→ **WHAT THE EXERCISE ASKS**:
Rewrite the rows from the line containing "Please drop a marker on the van" through the end of the rows, changing "van wheel" to "truck wheel" and leaving every other character unchanged. Return only those lines.

→ **TASK DATA**:
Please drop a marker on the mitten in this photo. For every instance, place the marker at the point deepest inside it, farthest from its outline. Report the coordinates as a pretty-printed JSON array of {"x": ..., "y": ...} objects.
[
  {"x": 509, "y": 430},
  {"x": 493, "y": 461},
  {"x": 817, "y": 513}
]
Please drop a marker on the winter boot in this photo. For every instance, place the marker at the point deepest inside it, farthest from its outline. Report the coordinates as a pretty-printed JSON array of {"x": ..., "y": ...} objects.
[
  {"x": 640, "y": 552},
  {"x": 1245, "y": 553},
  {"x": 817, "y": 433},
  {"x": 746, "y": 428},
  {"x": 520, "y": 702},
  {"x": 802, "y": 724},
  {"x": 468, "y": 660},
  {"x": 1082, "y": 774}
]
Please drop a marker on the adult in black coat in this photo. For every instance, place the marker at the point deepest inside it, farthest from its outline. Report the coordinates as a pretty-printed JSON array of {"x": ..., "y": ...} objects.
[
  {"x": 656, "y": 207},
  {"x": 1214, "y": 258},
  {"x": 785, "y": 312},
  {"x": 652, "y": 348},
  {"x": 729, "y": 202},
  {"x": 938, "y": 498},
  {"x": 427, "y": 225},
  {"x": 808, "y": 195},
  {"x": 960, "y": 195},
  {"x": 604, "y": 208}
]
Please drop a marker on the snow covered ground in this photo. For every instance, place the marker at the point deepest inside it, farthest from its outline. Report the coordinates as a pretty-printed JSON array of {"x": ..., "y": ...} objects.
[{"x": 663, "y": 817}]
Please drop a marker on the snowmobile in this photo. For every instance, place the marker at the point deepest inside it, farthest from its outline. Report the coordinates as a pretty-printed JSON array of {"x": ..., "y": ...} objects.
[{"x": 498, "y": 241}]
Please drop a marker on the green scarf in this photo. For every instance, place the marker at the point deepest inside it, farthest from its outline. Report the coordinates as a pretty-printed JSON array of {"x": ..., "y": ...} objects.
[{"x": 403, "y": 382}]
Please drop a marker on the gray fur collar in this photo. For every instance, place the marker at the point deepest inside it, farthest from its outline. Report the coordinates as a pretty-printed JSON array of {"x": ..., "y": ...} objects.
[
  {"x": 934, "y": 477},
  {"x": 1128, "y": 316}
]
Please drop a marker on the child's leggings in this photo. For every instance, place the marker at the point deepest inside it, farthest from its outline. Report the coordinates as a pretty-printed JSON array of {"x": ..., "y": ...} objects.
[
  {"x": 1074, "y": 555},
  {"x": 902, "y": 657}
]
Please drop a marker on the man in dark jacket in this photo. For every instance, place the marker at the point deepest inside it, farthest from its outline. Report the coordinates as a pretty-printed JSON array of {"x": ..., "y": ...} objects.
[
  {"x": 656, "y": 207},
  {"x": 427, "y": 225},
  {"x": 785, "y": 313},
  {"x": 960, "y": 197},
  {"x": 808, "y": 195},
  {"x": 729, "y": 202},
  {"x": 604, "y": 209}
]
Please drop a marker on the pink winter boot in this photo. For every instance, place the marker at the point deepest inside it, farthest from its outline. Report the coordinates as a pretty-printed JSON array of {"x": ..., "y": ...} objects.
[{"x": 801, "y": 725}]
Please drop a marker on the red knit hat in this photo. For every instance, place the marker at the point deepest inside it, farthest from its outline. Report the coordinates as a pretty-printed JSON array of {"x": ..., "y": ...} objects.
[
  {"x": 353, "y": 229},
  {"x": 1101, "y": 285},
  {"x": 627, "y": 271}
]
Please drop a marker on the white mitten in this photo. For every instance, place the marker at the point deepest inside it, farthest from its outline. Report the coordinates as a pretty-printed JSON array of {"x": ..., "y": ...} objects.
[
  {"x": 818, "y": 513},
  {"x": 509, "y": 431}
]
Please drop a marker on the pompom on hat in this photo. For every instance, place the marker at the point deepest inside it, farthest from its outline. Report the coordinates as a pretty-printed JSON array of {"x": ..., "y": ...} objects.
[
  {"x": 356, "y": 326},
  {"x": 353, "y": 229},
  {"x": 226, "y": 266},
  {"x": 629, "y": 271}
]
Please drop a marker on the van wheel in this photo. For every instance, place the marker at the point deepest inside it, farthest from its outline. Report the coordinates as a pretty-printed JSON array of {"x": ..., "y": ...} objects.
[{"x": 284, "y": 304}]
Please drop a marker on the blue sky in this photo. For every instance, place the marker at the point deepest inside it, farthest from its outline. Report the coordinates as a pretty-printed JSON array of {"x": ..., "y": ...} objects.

→ **EXERCISE OUTPUT**:
Please drop a marker on the truck wheel in this photo. For every instance, place the marker at the point deepest inside it, farthest from its outline. Report the coordinates as a pretty-printed JSON array of {"x": ..., "y": ...} objects.
[{"x": 284, "y": 304}]
Please drop a marker on the blue sky in this photo. For every instance, place the marker at the point deepest inside it, farthest from its outline. Report the coordinates as a pretty-printed JSON array of {"x": ..., "y": ...} objects.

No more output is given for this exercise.